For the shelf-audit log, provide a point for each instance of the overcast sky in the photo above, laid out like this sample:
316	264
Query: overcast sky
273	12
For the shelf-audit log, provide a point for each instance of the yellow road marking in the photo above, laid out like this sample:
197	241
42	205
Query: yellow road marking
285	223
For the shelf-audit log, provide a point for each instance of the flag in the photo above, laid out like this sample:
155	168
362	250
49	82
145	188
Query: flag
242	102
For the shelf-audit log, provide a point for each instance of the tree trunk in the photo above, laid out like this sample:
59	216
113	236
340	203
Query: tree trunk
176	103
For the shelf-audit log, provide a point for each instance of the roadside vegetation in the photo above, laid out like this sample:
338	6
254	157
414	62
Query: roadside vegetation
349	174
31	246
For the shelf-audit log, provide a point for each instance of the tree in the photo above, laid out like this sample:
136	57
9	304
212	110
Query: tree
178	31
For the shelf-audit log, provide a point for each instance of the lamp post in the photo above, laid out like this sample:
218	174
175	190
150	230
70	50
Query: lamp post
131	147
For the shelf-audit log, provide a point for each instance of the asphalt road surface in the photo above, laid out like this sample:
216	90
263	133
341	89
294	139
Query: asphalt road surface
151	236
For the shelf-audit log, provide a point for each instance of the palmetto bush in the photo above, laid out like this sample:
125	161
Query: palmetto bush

=======

*WHAT YOU ARE ASKED TO DO*: All of the data, from the first line to the last, should be written out exactly.

*REPLY TO THE TASK*:
For the shelf-audit log, provide a point for each instance of the overcast sky in the photo above, laid out like this sample:
316	264
Query: overcast sky
273	12
For the shelf-audit log, provide a point for each instance of the yellow road marking in the photo above, laid out like this sample:
197	241
42	205
Query: yellow road marking
285	223
For the shelf-audit log, provide a point for each instance of the flag in the photo above, laid out like this sample:
155	168
362	250
49	82
145	188
Query: flag
242	102
For the shelf-audit log, provide a point for each instance of the tree trunk in the photo above, laid out like this sample:
59	216
113	236
340	203
Query: tree trunk
176	103
For the shelf-audit log, provide a point for each instance of the roadside vegetation in the photo above, laid out like this sample:
338	6
254	157
414	62
Query: roadside vegetation
349	174
31	246
For the shelf-audit log, provide a point for each instance of the tree in the photo above, laid out like this sample:
136	57
9	304
212	110
Query: tree
178	31
For the shelf-audit log, provide a point for each instance of the lamp post in the photo above, laid out like this sample:
218	174
175	190
150	230
70	50
Query: lamp post
131	147
For the shelf-audit log, provide a point for each instance of the asphalt road surface in the photo above, laid out like this sample:
216	90
263	133
341	89
294	139
Query: asphalt road surface
151	236
For the shelf-audit log, provide a point for each instance of the palmetto bush in the photo above, laid out like this sample:
125	161
Query: palmetto bush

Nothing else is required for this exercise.